Data lines »
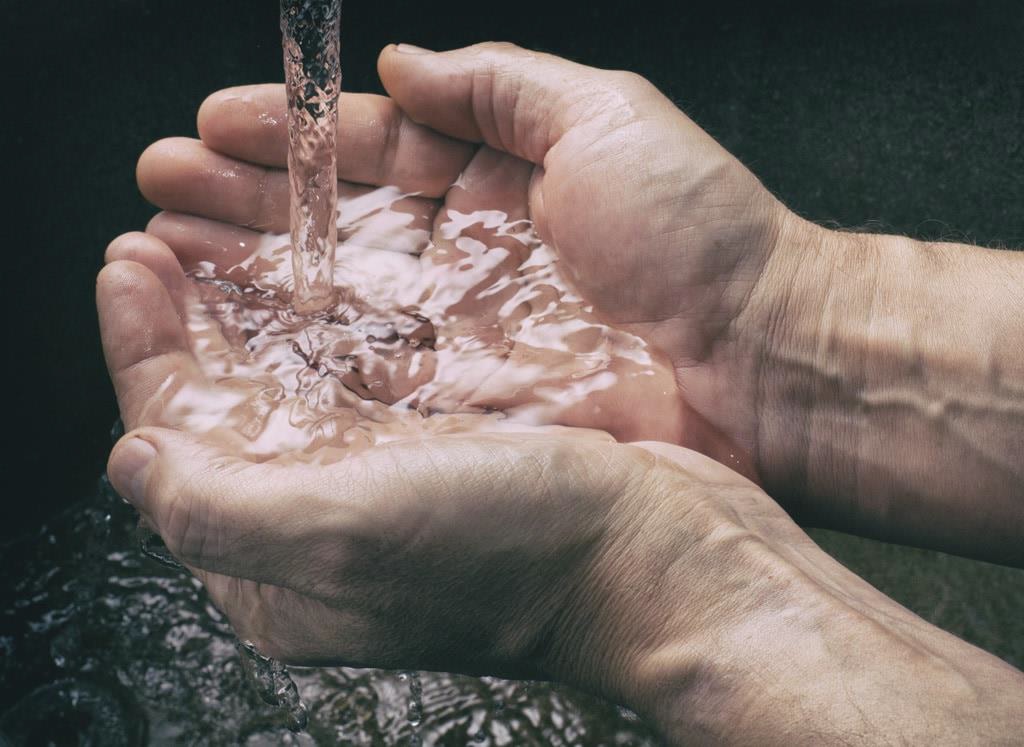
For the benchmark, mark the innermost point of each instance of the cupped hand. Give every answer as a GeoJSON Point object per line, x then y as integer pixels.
{"type": "Point", "coordinates": [522, 555]}
{"type": "Point", "coordinates": [663, 232]}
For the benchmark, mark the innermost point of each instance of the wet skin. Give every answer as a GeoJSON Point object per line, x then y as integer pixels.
{"type": "Point", "coordinates": [647, 573]}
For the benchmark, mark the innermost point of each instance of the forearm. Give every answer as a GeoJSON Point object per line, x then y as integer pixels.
{"type": "Point", "coordinates": [807, 653]}
{"type": "Point", "coordinates": [892, 399]}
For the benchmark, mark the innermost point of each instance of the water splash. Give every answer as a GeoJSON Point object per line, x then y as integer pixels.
{"type": "Point", "coordinates": [146, 659]}
{"type": "Point", "coordinates": [312, 81]}
{"type": "Point", "coordinates": [273, 685]}
{"type": "Point", "coordinates": [466, 325]}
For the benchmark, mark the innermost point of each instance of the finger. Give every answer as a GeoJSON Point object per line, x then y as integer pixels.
{"type": "Point", "coordinates": [194, 240]}
{"type": "Point", "coordinates": [144, 341]}
{"type": "Point", "coordinates": [183, 175]}
{"type": "Point", "coordinates": [264, 522]}
{"type": "Point", "coordinates": [516, 100]}
{"type": "Point", "coordinates": [157, 256]}
{"type": "Point", "coordinates": [286, 625]}
{"type": "Point", "coordinates": [377, 142]}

Exercise prompt » Repeat all of the records above line for line, leaving out the pictures.

Final result »
For the benchmark, mark the innermost point of each instance of the cupped hand. Give every answer as a GeoJSON Point object per line, x then y as integer pixels.
{"type": "Point", "coordinates": [522, 555]}
{"type": "Point", "coordinates": [663, 232]}
For the benchmark, mark the innermost point of each instance of the wet skin. Give every answer as a GeoJSON Point object per line, x then y as integer pixels.
{"type": "Point", "coordinates": [647, 573]}
For the benchmark, mark the innermost point of each instance of the forearm. Give every answer as a GeoJSON Point object per line, x then y as integer pixels.
{"type": "Point", "coordinates": [807, 653]}
{"type": "Point", "coordinates": [892, 399]}
For the benchmark, mark the innermost point of each instance of the water splash. Give every answer as a GeoJSON Point object per line, x then y as integer pixels.
{"type": "Point", "coordinates": [146, 659]}
{"type": "Point", "coordinates": [312, 81]}
{"type": "Point", "coordinates": [273, 685]}
{"type": "Point", "coordinates": [466, 325]}
For the benchmark, mark the innermost point of each instance of the finger. Give every answer as a GeoJSON Point object per line, x then y as integer pixels.
{"type": "Point", "coordinates": [194, 240]}
{"type": "Point", "coordinates": [144, 341]}
{"type": "Point", "coordinates": [183, 175]}
{"type": "Point", "coordinates": [264, 522]}
{"type": "Point", "coordinates": [516, 100]}
{"type": "Point", "coordinates": [157, 256]}
{"type": "Point", "coordinates": [286, 625]}
{"type": "Point", "coordinates": [377, 142]}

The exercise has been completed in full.